Text passage below:
Looking for ways to keep your child or student learning and engaged during this public health emergency?
Here's a list of virtual tours, site or educational services.
- Khan Academy offers remote learning resources for student ages 2-18. Through Khan Academy, students are able to gain an understanding in math, science, grammar, and history. There are also available resources for SAT prep and AP testing prep. Students can get started through the Khan Academy website.
- TEDEd launched in the midst of the Covid-19 outbreak. TEDEd offers video-based lessons for students as well as gives teachers the opportunity to produce their own interactive lesson plans. TEDEd videos feature TED speakers, TED fellows, educators, designers, animators, etc. The content discussed by the speaker and the questions that follow is what makes up the TEDEd videos.
End of Text passage.
Extracted material below:
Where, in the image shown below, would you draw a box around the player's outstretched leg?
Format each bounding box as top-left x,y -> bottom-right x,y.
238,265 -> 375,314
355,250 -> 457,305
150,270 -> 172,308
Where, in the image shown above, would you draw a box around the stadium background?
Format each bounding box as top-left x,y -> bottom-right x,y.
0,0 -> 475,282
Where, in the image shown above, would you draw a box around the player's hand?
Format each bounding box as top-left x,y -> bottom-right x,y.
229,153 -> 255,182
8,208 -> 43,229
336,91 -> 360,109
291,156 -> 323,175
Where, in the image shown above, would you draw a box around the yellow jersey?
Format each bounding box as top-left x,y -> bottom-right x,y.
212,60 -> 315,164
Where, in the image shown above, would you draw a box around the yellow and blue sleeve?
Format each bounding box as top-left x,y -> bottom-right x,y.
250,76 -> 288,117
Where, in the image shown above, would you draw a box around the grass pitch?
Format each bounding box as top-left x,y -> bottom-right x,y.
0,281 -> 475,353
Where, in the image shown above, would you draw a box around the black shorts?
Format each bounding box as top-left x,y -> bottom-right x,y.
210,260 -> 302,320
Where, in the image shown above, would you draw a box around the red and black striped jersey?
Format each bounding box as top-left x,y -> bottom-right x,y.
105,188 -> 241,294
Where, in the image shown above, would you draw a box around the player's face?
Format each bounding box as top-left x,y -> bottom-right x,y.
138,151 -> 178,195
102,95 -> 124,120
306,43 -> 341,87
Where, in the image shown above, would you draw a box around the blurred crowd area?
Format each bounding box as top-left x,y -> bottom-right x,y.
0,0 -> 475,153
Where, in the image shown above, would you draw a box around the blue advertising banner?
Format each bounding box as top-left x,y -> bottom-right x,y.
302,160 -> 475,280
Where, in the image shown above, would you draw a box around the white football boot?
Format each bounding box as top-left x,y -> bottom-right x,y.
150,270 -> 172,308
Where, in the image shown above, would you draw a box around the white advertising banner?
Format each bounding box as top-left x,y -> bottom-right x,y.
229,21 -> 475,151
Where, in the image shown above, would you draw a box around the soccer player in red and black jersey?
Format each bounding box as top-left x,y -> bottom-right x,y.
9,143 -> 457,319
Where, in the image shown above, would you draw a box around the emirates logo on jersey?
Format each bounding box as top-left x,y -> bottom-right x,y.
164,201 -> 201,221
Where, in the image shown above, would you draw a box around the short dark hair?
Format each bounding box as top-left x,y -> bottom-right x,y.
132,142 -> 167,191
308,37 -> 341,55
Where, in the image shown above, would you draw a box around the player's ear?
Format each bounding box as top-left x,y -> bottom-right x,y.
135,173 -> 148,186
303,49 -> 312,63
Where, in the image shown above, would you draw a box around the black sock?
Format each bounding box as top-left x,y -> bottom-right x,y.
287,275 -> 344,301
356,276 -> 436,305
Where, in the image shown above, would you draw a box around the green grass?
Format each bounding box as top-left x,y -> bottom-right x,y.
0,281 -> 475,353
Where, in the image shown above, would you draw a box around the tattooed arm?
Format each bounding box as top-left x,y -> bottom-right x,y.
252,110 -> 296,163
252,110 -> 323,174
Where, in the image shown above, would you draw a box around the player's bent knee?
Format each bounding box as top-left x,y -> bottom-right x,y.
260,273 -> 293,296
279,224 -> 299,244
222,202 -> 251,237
End of Extracted material.
### Problem set
1) Name the subjects that the text on remote learning resources says students can gain an understanding in through Khan Academy.
2) Write the next part of the text on remote learning resources, starting after its final sentence.
The rows are separate material, not part of the text on remote learning resources.

### Outputs in order
1) Math, science, grammar, and history.

2)
- Philadelphia museums are offering virtual tours as a form of entertainment during the Covid-19 outbreak. The Philadelphia Museum of American Revolution gives viewers a virtual field trip in which they can discover artifacts and documents from the American Revolution. The Philadelphia Museum of Art allowed viewers to click through modern art, cubism, and collections from countries all around the world.
- Virtual Farm Tours, produced by American Dairy Association North East (ADANE), are available for children in grades PreK-12 and use video technology to connect children to dairy farms and the farmers who own and operate them. Last fall, three virtual tours were filmed at Dutch Hollow Farm in Schodack Landing, New York, Will-O-Crest Dairy in Clifton Springs, New York, and JoBo Holsteins in Gettysburg, Pennsylvania, to educate kids on agriculture, animal care and sustainability. Additional Virtual Farm Tours can be found on ADANE's YouTube page. For more educational materials, visit ADANE's website to download lesson plans.
- The Cape May County Zoo is offering daily virtual zoo tours on its Facebook page daily at 11:30 a.m.
- The New Jersey State Bar Foundation is offering its blog as a virtual civics lesson for teachers and parents to use. Visit njsbf.org/blog/.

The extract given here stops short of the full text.